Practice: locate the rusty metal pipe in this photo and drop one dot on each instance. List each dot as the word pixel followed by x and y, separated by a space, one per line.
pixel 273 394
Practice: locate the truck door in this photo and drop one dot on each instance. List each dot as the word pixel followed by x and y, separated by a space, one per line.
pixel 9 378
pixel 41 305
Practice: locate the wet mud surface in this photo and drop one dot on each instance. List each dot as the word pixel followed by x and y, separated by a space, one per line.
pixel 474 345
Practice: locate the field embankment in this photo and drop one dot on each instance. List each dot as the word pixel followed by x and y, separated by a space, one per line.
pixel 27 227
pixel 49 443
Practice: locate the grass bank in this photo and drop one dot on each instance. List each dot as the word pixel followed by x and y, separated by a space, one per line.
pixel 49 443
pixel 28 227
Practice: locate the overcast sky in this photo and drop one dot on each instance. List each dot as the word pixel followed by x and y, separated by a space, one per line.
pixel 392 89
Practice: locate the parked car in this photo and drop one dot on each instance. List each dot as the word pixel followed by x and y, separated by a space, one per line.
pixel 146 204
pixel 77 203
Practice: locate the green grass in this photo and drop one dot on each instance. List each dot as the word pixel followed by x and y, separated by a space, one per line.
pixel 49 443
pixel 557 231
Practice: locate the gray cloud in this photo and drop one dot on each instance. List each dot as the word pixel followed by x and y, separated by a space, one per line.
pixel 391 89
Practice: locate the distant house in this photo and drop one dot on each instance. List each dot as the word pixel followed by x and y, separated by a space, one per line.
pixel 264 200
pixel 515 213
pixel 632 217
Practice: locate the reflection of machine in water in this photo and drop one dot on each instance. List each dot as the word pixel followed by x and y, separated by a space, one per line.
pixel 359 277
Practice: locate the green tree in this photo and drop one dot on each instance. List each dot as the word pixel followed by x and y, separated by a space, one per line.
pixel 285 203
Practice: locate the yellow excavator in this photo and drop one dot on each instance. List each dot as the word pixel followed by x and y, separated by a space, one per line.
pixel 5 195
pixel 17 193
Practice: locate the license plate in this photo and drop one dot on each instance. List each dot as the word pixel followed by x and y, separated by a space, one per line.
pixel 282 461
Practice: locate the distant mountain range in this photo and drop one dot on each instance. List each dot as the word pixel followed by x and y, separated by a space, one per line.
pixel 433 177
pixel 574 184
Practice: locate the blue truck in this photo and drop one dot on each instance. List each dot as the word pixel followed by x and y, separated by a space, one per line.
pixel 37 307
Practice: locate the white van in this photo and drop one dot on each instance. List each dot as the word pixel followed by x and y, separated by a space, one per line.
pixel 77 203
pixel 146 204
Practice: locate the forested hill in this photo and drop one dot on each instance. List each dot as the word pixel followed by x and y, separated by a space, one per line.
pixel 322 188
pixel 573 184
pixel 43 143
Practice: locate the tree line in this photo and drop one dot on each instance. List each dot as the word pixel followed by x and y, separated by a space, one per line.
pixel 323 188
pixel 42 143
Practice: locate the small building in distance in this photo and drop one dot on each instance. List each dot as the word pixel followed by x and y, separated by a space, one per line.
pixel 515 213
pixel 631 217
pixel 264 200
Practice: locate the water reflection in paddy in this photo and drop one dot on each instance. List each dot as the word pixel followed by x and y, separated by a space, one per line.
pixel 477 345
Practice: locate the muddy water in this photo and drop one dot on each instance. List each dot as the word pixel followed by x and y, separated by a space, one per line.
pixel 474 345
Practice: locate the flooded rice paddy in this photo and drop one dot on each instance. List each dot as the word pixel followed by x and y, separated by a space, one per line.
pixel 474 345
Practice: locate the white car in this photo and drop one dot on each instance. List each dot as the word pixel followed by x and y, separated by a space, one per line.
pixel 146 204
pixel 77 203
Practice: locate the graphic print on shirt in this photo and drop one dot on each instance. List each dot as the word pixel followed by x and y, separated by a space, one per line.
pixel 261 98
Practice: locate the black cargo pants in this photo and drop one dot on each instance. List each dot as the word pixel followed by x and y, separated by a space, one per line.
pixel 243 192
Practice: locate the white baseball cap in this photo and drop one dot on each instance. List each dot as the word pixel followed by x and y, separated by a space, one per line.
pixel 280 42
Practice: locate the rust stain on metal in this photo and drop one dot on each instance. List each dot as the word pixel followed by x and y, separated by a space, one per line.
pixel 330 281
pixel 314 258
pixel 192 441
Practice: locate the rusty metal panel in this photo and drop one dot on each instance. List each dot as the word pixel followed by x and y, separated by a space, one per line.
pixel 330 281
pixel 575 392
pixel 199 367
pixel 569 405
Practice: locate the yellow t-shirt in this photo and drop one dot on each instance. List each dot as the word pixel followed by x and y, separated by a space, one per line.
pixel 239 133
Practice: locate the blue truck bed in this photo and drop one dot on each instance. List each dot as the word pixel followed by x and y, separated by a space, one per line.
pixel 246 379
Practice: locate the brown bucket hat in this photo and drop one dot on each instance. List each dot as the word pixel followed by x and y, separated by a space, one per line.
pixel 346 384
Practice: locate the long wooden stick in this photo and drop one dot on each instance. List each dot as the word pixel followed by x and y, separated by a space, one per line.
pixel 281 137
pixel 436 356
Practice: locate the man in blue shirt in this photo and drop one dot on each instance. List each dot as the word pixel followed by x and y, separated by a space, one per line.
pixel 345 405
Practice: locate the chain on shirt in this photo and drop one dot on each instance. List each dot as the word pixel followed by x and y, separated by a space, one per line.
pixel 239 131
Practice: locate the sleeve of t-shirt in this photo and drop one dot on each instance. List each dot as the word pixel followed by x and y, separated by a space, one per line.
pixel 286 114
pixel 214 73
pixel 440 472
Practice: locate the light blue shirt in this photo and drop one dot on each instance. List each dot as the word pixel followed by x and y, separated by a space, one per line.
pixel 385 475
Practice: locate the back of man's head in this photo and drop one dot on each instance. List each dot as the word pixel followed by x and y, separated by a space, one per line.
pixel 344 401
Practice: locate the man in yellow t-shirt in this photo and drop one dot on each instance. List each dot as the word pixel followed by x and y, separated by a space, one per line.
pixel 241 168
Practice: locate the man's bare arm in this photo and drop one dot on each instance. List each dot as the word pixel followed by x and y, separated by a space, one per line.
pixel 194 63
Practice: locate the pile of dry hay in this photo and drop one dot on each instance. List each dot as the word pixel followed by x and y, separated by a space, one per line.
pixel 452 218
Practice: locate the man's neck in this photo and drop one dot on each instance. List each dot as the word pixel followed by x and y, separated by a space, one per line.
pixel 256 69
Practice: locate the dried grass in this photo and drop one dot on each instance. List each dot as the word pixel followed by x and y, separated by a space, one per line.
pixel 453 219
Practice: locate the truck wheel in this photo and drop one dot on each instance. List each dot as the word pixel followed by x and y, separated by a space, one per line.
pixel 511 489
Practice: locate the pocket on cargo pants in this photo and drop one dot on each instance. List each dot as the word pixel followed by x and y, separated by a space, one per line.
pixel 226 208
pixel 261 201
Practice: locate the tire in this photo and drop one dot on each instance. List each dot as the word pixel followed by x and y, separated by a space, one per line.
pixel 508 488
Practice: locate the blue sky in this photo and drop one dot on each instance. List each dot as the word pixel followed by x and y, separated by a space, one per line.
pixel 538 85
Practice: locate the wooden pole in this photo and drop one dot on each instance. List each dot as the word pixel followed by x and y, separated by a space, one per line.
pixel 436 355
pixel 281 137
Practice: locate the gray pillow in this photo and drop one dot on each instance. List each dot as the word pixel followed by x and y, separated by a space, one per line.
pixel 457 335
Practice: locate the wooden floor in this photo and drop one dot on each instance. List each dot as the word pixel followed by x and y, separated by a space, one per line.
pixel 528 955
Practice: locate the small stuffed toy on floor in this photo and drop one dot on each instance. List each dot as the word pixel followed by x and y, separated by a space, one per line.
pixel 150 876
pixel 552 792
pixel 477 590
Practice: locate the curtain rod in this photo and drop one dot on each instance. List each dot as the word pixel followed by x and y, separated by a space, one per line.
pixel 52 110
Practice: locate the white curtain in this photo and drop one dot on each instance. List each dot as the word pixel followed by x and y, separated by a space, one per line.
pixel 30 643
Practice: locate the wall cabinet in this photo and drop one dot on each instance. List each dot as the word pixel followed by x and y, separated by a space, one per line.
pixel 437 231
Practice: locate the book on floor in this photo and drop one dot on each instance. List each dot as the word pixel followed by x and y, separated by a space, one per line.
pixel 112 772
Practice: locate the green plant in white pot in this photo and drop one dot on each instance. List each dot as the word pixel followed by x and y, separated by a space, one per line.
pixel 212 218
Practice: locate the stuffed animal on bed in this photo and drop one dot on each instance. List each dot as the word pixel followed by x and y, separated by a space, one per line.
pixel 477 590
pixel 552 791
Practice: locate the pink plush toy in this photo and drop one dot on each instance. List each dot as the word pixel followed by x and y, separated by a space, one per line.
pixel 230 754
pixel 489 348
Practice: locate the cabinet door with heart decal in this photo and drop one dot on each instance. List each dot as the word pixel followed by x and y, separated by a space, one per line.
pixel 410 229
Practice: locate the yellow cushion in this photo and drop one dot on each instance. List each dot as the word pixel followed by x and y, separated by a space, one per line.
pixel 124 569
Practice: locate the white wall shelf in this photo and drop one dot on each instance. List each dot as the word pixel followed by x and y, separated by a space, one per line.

::::::::

== WHAT NEEDS TO BE DONE ==
Reproduce the listing above unchanged, starting with its first line and stopping after the line that contains "pixel 273 394".

== WRITTEN SOLUTION ==
Practice: locate the rusty metal pipe in this photo and drop one dot on each instance. List each dot as the word pixel followed by x and y, separated by a space, one per line.
pixel 273 394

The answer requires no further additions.